» Exercise set:
(1) In the text on ARF6 and diabetic retinopathy, which cultured cells were treated with ARF6 siRNA or control siRNA?
(2) Write the next part of the text on ARF6 and diabetic retinopathy, picking up after its last sentence.

» Text for analysis:
--- START ---

Purpose
Diabetic Retinopathy (DR) is a common microvascular complication of diabetes mellitus where excessive VEGF signaling through cognate cell surface receptor tyrosine kinases (VEGFRs) leads to endothelial cell proliferation and migration. VEGF-induced VEGFR internalization is essential for signal amplification, yet the mechanisms coordinating the trafficking and intracellular signaling of VEGFR remain unknown. Here, we hypothesize a small GTPAses, ARF6, is crucial for coordinating VEGF-induced VEGR2 internalization and signal amplification and may be a new therapeutic target for treating DR.
Methods
Using ARF6 siRNA or control siRNA in cultured human retinal endothelial cells (HRECs), we measured VEGF-induced HREC migration, VEGFR2 signaling, and VEGFR2 internalization. We determined which ARFGEFs mediates VEGF-induced ARF6 activation using siRNAs and co-IPs. Then, we used a high throughput fluorometric biochemical assay to identify chemically tractable, direct, reversible, allosteric inhibitors of ARF6. To test the utility of targeting ARF6 in DR pathologies, we used the new ARF6 inhibitors to inhibit VEGF-induced and streptozocin-induced retinal permeability in vivo.

--- END ---

Point localization data
--- START ---

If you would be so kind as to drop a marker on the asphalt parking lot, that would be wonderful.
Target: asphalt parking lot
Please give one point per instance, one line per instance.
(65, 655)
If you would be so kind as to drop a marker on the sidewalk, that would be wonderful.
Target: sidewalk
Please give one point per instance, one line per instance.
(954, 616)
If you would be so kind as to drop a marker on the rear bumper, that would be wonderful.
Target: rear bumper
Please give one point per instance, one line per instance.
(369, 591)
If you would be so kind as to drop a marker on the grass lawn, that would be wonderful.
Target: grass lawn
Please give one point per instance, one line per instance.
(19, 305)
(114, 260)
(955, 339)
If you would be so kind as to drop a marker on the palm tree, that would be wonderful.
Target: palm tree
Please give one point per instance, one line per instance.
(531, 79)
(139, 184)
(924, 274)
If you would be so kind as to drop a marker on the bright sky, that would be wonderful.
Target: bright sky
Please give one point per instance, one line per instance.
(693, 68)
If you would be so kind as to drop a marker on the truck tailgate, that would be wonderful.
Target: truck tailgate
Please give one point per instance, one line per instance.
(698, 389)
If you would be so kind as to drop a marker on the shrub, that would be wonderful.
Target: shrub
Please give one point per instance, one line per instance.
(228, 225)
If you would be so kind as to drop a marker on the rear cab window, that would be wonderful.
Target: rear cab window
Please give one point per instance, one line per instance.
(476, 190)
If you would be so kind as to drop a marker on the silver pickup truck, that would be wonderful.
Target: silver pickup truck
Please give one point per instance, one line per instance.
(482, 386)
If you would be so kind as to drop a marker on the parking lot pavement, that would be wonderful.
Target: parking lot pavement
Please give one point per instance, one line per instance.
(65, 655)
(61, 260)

--- END ---

» Task responses:
(1) Human retinal endothelial cells (HRECs).

(2)
Results
We show that VEGFR2 constitutively binds the guanine nucleotide exchange factor, GEP100, and in the presence of VEGF, the VEGFR-GEP100 complex activates ADP-ribosylation factor 6 (ARF6) (n=3, p<0.05). ARF6 activation promotes binding of VEGFR to its co-receptor, neuropilin, internalization of the receptor, and amplification of receptor tyrosine kinase (RTK) signaling cascades (n=3, p<0.05). We identify a small molecule inhibitor of ARF6 that blunts internalization of VEGFR, prevents its immediate downstream signaling, and mutes pathologic endothelial hyperpermeability in mouse models of diabetic retinopathy (n³3, p<0.05).
Conclusions
Our work highlights the critical role of ligand activated receptor endocytosis in signal amplification and the importance of the small GTPase, ARF6, as a mediator of this process. This presents a new target for treating excessive VEGF signaling in DR.